_Document section_.
▶
[Advaita-l] Difference in the approaches of Madhwacharya and Shankaracharya

Sunil Bhattacharjya sunil_bhattacharjya at yahoo.com
Sat Aug 20 10:15:26 CDT 2016


Yes he does. The Bhagavad Gita itself is part of the Mahabharata. Shankara treated the Bhagavad Gita (which is included in the Mahabharata) as an Upanishada. and he wrote bhashya on the Bhagavadgita separately and not together with the ten Upanishads. Lord Ram told that if one has to read one upanishad then it should be the Mandukya and mind that this statement was made around the end of the Treta yuga and in the very beginning of the Dwapara yuga and the Bhagavad Gita as a text was not available in the time of Lord Ram. We find in the Varaha purana  that the Bhagavad gita is the highest knowledge and that too imparted by the Paripurna brahman Lord Krishna himself. 

Regards,
Sunil KB


--------------------------------------------
On Fri, 8/19/16, V Subrahmanian <v.subrahmanian at gmail.com> wrote:

 Subject: Re: [Advaita-l] Difference in the approaches of Madhwacharya and Shankaracharya
 To: "Sunil Bhattacharjya" <sunil_bhattacharjya at yahoo.com>, "A discussion group for Advaita Vedanta" <advaita-l at lists.advaita-vedanta.org>, "Advaitin" <advaitin at yahoogroups.com>
 Date: Friday, August 19, 2016, 11:31 PM
 
 To my knowledge
 Shankara does take the support of the Mahabharata and the
 Manu Smriti to establish that Advaita is the purport of the
 non-vedic scriptures too.
◀
_Listed entries_.
▶
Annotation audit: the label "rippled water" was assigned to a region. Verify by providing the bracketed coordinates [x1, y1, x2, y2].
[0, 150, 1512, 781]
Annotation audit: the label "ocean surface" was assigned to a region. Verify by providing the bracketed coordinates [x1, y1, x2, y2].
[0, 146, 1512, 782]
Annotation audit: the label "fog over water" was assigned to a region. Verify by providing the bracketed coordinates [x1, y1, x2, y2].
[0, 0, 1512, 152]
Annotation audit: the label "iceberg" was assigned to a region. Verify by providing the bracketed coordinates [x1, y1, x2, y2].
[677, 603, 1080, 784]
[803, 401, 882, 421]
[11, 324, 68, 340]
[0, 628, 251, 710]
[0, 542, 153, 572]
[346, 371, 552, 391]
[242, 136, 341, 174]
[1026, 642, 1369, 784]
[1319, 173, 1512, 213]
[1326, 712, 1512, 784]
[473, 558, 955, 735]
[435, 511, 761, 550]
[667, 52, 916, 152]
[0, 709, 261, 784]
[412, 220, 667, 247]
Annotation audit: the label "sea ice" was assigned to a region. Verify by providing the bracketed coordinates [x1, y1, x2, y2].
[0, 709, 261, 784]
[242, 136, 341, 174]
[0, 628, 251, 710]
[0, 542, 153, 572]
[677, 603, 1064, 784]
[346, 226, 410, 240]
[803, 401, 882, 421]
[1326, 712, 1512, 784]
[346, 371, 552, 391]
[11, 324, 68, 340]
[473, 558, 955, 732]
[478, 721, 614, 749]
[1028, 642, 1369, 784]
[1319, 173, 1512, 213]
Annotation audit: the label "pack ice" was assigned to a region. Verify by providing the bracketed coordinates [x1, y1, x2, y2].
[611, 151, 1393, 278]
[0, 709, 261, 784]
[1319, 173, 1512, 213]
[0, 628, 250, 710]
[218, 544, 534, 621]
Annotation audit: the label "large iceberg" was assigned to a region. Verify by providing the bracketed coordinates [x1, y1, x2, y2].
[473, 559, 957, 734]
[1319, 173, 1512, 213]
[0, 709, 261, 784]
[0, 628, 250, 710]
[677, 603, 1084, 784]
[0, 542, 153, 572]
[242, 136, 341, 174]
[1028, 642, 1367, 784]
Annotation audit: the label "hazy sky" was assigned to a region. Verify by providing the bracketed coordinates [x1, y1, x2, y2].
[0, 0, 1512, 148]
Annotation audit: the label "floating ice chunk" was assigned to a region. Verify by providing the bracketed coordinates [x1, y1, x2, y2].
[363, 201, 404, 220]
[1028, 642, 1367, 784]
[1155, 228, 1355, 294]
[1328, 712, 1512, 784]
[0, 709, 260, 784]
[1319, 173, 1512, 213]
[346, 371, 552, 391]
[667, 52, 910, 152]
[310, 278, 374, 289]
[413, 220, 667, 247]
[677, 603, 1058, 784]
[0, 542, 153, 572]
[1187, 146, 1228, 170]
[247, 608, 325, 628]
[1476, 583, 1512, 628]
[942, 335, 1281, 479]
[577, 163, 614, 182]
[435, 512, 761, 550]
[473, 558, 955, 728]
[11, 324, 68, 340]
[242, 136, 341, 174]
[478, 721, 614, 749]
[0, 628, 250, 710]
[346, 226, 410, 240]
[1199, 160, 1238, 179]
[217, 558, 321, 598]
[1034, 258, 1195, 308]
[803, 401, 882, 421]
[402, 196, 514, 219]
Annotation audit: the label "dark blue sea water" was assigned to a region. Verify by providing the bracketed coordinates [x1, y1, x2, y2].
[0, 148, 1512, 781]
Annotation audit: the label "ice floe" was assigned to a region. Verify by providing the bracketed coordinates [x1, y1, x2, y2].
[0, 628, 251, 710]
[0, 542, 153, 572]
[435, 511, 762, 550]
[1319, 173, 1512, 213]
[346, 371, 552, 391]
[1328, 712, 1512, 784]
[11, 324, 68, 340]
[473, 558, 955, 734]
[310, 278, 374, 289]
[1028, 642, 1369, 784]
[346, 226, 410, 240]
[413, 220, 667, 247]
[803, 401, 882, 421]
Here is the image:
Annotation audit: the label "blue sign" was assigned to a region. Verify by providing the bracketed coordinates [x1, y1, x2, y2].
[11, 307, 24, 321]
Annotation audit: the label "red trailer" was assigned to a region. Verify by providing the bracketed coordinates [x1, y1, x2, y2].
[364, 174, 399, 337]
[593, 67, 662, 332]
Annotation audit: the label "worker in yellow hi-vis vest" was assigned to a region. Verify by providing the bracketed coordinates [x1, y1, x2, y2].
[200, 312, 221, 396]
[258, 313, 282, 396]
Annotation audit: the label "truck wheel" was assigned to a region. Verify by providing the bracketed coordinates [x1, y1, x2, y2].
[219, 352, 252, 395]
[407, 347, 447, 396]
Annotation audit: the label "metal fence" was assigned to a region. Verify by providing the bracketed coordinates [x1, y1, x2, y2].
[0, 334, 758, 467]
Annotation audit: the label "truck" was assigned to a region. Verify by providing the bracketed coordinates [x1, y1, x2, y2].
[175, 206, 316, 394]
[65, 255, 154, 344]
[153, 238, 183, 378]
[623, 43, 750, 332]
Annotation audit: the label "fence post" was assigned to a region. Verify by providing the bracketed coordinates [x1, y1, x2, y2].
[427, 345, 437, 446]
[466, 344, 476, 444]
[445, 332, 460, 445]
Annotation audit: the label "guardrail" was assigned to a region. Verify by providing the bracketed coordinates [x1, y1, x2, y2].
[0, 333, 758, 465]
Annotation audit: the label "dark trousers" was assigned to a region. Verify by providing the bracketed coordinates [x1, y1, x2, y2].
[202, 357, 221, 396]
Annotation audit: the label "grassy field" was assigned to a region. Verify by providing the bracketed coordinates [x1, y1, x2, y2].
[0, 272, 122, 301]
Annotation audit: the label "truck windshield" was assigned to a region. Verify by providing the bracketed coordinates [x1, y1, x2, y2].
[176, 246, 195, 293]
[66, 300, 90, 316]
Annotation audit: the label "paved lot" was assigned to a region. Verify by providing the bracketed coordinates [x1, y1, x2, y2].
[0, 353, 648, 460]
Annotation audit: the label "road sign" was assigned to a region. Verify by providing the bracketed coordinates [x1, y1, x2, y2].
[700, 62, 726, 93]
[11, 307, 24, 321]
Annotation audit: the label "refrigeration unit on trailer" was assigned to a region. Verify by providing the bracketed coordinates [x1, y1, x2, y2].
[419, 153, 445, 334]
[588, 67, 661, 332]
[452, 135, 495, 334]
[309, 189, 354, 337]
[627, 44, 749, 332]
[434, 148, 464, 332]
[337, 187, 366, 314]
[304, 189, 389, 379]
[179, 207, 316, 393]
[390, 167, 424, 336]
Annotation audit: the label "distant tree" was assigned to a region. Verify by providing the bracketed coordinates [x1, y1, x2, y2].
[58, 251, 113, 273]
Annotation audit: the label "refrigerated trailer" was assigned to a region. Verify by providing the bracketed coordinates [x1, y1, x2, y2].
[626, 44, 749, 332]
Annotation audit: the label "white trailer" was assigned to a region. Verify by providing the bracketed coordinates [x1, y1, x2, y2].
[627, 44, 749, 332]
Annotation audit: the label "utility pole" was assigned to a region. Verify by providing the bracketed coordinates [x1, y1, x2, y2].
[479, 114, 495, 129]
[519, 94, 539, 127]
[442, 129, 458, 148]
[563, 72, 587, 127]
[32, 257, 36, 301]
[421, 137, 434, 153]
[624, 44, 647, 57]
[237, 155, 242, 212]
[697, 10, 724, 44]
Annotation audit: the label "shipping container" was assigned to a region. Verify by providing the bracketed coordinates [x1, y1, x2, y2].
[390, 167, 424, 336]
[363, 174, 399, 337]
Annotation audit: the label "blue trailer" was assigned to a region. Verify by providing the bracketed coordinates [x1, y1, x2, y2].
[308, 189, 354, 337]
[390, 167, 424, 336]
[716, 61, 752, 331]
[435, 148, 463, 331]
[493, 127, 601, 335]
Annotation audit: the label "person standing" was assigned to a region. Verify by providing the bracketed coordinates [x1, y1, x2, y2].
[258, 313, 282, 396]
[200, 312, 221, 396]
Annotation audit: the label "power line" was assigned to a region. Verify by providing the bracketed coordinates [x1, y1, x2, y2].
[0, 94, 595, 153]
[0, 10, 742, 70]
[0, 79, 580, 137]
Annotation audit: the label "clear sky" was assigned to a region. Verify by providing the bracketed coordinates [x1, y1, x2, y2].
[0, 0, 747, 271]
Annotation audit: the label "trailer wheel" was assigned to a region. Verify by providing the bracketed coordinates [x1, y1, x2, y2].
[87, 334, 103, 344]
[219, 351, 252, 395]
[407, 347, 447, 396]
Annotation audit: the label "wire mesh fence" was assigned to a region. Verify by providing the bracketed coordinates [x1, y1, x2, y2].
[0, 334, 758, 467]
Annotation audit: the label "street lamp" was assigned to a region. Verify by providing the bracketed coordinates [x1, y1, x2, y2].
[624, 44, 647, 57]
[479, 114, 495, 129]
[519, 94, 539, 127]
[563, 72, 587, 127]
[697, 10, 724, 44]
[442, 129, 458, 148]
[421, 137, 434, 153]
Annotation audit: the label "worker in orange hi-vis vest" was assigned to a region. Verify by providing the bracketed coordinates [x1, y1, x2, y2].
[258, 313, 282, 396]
◀
▶
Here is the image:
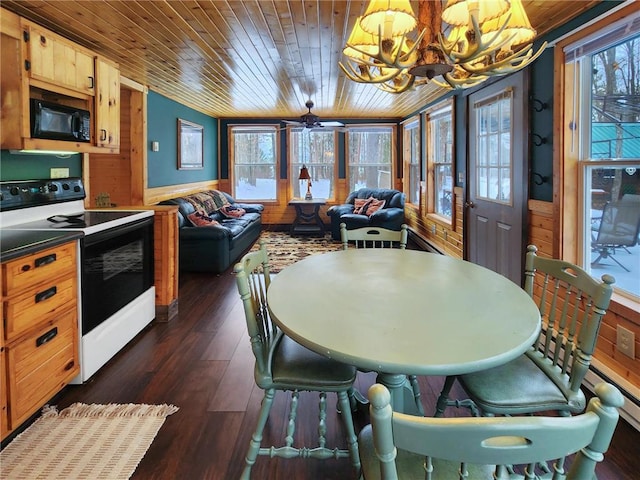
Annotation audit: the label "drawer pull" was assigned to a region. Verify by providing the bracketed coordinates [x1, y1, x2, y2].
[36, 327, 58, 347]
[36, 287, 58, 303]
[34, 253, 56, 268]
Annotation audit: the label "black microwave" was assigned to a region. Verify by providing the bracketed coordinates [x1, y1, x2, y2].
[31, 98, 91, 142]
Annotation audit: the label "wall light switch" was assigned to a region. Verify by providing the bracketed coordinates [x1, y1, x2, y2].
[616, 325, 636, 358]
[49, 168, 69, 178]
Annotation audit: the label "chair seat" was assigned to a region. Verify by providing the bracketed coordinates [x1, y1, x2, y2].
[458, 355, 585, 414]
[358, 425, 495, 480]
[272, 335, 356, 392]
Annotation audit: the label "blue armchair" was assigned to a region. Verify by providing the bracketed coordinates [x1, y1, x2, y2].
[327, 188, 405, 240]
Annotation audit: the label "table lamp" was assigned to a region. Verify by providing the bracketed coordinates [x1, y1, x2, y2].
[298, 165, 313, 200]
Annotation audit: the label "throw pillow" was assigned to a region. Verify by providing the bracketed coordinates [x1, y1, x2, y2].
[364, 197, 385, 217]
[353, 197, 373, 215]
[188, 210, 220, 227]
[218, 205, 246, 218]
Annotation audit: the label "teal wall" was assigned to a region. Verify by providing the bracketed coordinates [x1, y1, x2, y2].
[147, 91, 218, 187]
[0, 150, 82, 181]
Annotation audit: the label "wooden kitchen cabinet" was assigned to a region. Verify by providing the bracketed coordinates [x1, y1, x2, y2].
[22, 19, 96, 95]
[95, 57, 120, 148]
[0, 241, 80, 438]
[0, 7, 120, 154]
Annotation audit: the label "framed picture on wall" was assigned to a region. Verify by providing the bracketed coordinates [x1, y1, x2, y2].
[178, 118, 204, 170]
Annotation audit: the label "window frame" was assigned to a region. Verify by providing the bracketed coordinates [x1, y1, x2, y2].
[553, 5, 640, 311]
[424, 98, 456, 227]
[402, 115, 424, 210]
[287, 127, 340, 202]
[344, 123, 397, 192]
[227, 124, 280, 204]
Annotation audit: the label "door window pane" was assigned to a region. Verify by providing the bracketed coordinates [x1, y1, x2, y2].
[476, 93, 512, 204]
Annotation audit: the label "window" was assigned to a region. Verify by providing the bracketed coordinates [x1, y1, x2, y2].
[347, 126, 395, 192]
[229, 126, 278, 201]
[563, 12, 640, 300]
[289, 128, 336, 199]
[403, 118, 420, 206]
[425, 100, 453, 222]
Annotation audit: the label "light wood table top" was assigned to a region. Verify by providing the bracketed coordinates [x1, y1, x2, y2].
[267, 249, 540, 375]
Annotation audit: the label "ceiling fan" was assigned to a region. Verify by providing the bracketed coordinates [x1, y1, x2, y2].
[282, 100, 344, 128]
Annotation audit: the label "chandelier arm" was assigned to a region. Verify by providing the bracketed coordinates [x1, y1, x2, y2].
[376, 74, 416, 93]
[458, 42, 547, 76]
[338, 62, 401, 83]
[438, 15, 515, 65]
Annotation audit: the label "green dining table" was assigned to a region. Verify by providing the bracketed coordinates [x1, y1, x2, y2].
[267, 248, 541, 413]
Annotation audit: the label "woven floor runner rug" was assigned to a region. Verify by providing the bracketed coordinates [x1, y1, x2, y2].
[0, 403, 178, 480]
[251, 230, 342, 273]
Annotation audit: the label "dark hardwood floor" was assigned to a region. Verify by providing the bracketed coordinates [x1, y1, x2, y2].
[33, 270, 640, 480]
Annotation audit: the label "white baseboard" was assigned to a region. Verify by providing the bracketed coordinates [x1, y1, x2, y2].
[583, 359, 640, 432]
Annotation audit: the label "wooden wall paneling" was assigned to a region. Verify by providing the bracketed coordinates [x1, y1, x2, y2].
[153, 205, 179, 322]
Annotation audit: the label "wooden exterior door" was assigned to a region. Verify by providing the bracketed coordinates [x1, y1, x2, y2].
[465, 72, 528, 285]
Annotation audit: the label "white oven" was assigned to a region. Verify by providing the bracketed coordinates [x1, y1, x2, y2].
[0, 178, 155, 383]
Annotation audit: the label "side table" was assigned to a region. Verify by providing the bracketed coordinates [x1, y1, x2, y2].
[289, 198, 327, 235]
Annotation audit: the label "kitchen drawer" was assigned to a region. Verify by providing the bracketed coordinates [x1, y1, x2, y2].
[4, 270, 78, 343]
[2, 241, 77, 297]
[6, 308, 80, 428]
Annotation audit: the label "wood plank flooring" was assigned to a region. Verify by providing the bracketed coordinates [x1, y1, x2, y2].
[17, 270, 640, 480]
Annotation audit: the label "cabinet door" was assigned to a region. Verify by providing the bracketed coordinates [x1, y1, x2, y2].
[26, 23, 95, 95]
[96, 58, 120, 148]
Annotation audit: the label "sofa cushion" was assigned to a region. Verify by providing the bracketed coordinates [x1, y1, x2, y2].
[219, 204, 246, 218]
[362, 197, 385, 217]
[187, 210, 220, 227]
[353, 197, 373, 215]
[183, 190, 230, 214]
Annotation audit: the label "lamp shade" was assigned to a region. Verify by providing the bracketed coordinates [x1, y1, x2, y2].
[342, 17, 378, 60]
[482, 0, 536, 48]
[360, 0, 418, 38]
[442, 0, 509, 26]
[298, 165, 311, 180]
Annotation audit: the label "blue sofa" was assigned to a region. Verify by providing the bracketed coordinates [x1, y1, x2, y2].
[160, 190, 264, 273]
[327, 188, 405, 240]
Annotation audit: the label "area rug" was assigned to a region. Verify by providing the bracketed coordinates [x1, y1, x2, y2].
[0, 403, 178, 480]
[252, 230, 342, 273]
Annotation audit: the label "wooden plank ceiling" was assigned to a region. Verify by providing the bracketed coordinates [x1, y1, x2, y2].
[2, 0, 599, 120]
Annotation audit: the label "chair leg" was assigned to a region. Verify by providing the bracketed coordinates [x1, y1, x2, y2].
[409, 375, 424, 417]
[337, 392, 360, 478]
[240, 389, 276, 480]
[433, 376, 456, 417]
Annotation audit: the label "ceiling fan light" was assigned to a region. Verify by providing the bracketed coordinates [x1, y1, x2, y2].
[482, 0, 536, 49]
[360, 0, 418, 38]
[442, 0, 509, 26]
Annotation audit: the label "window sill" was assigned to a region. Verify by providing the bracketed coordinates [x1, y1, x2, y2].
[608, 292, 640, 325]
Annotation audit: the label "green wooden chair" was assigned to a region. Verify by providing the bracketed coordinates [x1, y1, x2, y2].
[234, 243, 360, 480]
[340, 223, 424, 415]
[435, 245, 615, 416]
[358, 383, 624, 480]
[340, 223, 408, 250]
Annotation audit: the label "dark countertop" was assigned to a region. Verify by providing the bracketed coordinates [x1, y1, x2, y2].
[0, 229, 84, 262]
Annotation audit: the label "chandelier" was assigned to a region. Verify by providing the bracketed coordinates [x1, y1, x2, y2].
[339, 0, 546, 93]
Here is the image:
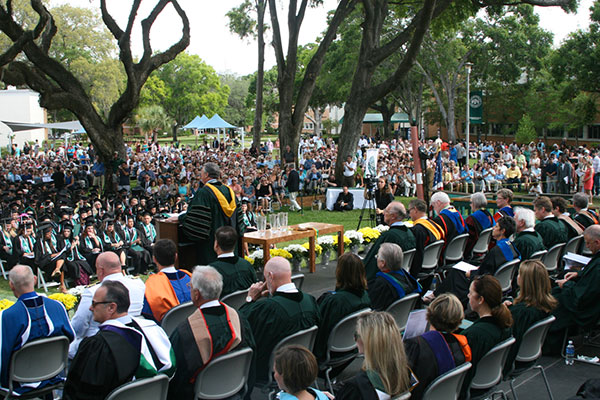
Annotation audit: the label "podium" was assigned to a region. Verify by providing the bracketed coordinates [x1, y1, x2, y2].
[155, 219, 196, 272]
◀
▶
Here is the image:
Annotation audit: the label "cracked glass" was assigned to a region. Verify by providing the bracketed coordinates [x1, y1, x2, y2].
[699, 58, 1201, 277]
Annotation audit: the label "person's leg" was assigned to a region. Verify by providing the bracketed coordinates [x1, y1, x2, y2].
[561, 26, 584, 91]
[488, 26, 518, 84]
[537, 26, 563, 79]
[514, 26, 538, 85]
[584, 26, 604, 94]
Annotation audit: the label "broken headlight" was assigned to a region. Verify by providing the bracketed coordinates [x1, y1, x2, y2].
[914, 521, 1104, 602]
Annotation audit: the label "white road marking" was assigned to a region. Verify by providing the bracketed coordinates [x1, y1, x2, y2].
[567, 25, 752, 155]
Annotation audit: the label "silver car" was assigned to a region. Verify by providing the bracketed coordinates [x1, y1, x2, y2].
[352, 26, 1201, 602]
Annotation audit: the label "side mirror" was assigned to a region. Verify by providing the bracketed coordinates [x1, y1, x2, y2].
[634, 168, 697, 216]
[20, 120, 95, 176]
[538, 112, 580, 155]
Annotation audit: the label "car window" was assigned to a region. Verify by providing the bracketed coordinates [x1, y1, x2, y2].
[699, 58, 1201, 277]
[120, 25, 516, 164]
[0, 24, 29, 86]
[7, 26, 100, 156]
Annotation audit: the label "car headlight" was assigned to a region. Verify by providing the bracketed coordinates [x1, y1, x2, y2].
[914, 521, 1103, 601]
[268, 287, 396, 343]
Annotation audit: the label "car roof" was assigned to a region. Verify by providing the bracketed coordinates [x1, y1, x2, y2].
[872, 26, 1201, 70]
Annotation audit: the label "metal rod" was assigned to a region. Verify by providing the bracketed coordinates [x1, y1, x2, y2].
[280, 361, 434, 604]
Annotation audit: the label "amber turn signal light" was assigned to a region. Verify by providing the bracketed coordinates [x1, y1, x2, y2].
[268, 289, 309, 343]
◀
_Work instructions_.
• A. In the mailing-list post, which Upanishad did Lord Ram say one should read if reading only one?
• B. Write out the part of the mailing-list post starting at "To my knowledge" and ending at "non-vedic scriptures too.".
The lines above are separate material and have no connection to the mailing-list post.

_The results_.
• A. The Mandukya.

• B.
To my knowledge
 Shankara does take the support of the Mahabharata and the
 Manu Smriti to establish that Advaita is the purport of the
 non-vedic scriptures too.